_Records from a dataset_
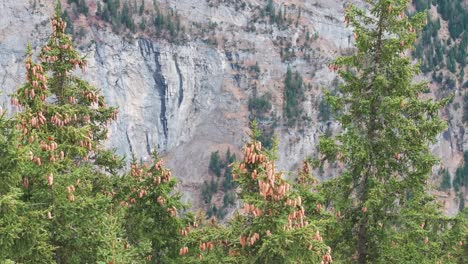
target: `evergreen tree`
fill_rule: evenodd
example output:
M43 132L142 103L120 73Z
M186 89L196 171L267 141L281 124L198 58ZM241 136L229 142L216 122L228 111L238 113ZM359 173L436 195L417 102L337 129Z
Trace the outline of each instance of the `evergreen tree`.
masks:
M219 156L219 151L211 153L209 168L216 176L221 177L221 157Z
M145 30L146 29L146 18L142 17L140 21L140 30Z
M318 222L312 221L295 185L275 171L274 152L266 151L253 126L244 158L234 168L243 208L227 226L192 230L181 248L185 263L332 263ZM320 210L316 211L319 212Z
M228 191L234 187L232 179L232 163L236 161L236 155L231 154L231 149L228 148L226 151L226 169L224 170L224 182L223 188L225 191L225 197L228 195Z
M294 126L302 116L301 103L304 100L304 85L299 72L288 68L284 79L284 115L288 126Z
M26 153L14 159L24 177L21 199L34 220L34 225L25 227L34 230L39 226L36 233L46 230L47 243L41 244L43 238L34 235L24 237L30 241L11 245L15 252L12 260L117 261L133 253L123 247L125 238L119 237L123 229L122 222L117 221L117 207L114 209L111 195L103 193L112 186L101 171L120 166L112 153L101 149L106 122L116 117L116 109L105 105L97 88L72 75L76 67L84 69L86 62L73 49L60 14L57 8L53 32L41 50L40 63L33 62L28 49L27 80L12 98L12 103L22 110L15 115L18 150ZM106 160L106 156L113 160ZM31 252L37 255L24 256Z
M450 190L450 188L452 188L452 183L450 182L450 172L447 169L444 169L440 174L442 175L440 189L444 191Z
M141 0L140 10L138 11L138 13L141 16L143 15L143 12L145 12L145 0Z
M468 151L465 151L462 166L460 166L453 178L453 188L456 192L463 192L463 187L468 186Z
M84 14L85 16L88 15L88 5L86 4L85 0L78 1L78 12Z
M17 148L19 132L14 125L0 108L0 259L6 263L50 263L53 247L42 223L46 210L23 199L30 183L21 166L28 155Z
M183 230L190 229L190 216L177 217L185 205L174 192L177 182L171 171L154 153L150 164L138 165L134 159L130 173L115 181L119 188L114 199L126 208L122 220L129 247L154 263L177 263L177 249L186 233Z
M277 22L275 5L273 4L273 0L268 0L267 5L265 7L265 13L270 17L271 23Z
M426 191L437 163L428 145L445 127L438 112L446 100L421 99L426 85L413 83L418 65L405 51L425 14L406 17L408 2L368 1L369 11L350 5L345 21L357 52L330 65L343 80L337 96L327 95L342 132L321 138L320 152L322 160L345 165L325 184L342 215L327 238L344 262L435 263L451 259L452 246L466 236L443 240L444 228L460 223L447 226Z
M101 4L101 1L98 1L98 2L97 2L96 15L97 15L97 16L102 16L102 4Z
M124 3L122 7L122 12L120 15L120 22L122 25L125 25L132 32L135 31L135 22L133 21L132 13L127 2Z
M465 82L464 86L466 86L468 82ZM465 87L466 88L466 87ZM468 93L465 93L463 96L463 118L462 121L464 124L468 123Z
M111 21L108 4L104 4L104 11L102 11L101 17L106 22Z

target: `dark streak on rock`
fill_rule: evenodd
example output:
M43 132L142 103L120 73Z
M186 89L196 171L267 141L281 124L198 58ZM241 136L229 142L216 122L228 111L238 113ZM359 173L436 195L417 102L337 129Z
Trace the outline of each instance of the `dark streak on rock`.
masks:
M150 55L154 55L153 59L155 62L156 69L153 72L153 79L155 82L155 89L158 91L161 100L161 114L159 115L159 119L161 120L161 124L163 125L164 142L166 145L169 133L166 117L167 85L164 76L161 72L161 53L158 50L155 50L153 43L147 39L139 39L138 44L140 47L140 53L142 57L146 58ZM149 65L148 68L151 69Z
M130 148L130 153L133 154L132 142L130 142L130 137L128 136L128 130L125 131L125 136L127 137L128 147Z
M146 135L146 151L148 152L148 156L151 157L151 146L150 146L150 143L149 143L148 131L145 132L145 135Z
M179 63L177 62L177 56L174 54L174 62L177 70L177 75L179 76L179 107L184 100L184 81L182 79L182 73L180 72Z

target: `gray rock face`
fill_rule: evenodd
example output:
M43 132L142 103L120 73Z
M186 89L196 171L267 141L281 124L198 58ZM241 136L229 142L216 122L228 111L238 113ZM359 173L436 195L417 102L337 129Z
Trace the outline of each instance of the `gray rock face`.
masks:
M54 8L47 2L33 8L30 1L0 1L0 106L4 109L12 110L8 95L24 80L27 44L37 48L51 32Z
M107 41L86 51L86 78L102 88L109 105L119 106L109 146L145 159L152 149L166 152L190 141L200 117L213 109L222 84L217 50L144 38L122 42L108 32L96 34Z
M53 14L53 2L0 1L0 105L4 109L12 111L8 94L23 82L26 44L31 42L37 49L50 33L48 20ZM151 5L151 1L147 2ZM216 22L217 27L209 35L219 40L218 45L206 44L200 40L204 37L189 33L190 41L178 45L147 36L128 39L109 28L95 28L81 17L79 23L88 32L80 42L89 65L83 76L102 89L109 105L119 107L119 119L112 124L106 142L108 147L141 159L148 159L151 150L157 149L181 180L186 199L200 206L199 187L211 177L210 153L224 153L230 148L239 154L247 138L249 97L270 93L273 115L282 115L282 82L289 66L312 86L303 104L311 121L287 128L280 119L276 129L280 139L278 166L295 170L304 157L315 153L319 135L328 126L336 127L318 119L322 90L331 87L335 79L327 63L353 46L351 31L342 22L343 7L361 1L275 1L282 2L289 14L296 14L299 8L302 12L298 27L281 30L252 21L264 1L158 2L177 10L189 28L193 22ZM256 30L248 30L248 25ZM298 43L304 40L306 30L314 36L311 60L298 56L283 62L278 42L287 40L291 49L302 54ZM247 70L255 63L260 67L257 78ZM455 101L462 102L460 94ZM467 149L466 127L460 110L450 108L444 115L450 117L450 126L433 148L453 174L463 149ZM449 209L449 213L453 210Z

_WHAT YOU SHOULD DO_
Make a word-for-word copy of the records above, excluding all pictures.

_RESPONSE TO THE EXERCISE_
target: `evergreen tree`
fill_rule: evenodd
example output:
M43 132L142 103L120 73Z
M186 89L196 171L267 141L281 124L198 58ZM241 136L229 142L216 122L228 111L238 113ZM359 173L436 195L417 102L337 129Z
Trace the outline of each instance of the `evergreen tree`.
masks:
M219 156L219 151L211 153L209 168L216 176L221 177L221 157Z
M145 30L146 29L146 18L142 17L140 21L140 30Z
M318 222L312 221L295 185L275 171L274 152L266 151L253 126L244 158L234 168L243 208L227 226L192 230L181 248L185 263L332 263ZM320 210L316 211L319 212Z
M228 191L234 187L232 179L232 163L236 161L236 155L231 154L231 149L228 148L226 151L226 169L224 170L224 182L223 188L225 191L225 197L228 195Z
M294 126L302 116L301 103L304 100L304 85L299 72L288 68L284 79L284 115L288 126Z
M26 153L14 159L24 177L21 199L34 220L34 225L25 227L34 230L39 226L36 233L46 230L47 243L41 244L43 238L34 235L24 237L30 241L11 245L15 252L12 260L117 261L133 253L123 247L125 238L119 237L123 229L122 222L117 221L117 207L114 209L111 195L103 193L112 186L101 171L120 166L112 153L101 149L106 122L116 117L116 109L105 105L97 88L72 75L76 67L84 69L86 62L73 49L60 14L57 8L53 32L41 50L40 63L33 62L28 49L27 80L12 98L12 103L22 110L15 115L18 150ZM106 160L106 156L113 160ZM31 252L37 255L24 256Z
M450 190L450 188L452 188L452 183L450 182L450 172L447 169L444 169L440 174L442 175L440 189L444 191Z
M141 0L140 10L138 11L138 13L141 16L143 15L143 12L145 12L145 0Z
M468 151L465 151L462 166L460 166L453 178L453 188L456 192L463 192L463 187L468 186Z
M84 14L85 16L88 15L88 5L86 4L85 0L78 1L78 12Z
M17 148L19 132L14 125L0 108L0 259L6 263L50 263L53 247L42 223L46 210L23 199L30 183L21 166L28 155Z
M183 230L190 229L190 216L177 217L185 205L174 192L177 182L171 171L154 153L150 164L138 165L134 159L130 173L115 181L119 188L114 199L126 208L122 220L129 247L154 263L177 263L177 249L186 233Z
M277 22L275 5L273 4L273 0L268 0L267 5L265 7L265 13L270 17L271 23Z
M426 191L437 163L428 145L445 127L438 112L446 100L421 99L426 85L413 83L418 65L405 51L425 14L406 17L408 2L368 1L369 11L350 5L345 21L357 52L330 65L343 80L337 96L327 95L342 132L321 138L320 152L322 160L345 165L325 184L342 215L327 238L344 262L435 263L451 259L452 246L466 236L443 240L444 228L460 223L447 226Z
M101 4L101 1L98 1L98 2L97 2L96 15L97 15L97 16L102 16L102 4Z
M124 3L122 7L122 12L120 15L120 22L122 25L125 25L132 32L135 31L135 22L133 21L132 13L127 2Z
M465 82L464 86L466 86L468 82ZM465 87L466 88L466 87ZM468 93L465 93L463 96L463 118L462 121L464 124L468 123Z
M111 21L108 4L104 4L104 11L102 11L101 17L106 22Z

target: `dark streak on rock`
fill_rule: evenodd
example output:
M43 132L142 103L120 73Z
M186 89L196 171L267 141L281 124L198 58ZM241 136L229 142L216 122L228 111L238 113ZM359 173L436 195L417 102L337 129Z
Trace the outline of each instance of the `dark streak on rock`.
masks:
M150 55L154 55L153 59L155 62L156 69L153 72L153 79L155 82L155 89L158 91L161 100L161 114L159 115L159 119L161 120L161 124L163 125L164 142L166 145L169 133L166 117L167 85L164 76L161 72L161 53L158 50L155 50L153 43L147 39L139 39L138 44L140 47L140 53L142 57L146 58ZM149 65L148 68L151 69Z
M130 148L130 153L133 154L132 142L130 142L130 137L128 136L128 130L125 131L125 136L127 137L128 147Z
M146 135L146 151L148 152L148 156L151 157L151 146L150 146L150 143L149 143L148 131L145 132L145 135Z
M179 63L177 62L177 56L174 54L174 62L177 70L177 75L179 76L179 107L184 100L184 81L182 79L182 73L180 72Z

target: `gray rock face`
fill_rule: evenodd
example output:
M43 132L142 103L120 73Z
M186 89L196 171L267 141L281 124L198 58ZM241 136L229 142L216 122L228 111L238 113ZM359 173L436 195L417 102L337 129Z
Trace the outline of each instance of the `gray rock face`.
masks:
M54 8L47 2L33 8L30 1L0 1L0 106L4 109L12 110L8 95L24 80L27 44L37 48L51 32Z
M107 41L86 51L86 78L102 88L109 105L119 106L109 146L145 159L152 149L166 152L190 141L200 117L213 109L222 84L217 50L144 38L122 42L108 32L96 34Z
M53 14L53 2L0 1L0 105L4 109L12 111L8 94L23 82L26 44L31 42L37 49L50 33L48 20ZM151 5L151 1L147 2ZM216 22L217 27L209 35L219 40L218 45L206 44L200 40L204 37L189 33L190 41L178 45L147 36L128 39L109 28L95 28L81 17L79 23L88 32L80 42L89 65L83 76L102 89L109 105L119 107L119 119L112 124L106 142L108 147L141 159L148 159L151 150L157 149L181 180L186 199L200 206L199 187L211 177L210 153L224 153L230 148L239 154L247 138L249 97L270 93L273 115L282 115L282 82L289 66L312 86L303 104L311 121L287 128L280 119L276 129L280 139L278 166L295 170L304 157L315 153L319 135L328 126L336 127L318 119L322 90L331 87L335 79L327 63L353 46L351 31L342 22L343 7L361 1L275 1L282 2L289 14L296 14L299 8L302 12L298 27L281 30L252 21L264 1L158 2L177 10L189 28L193 22ZM256 30L248 30L248 25ZM298 43L304 40L306 30L314 36L311 60L298 56L283 62L278 42L287 40L291 49L302 54ZM247 70L255 63L260 67L257 78ZM455 101L462 102L460 94ZM467 149L466 127L460 110L450 108L444 115L450 117L450 126L433 148L453 174L463 149ZM449 209L449 213L453 210Z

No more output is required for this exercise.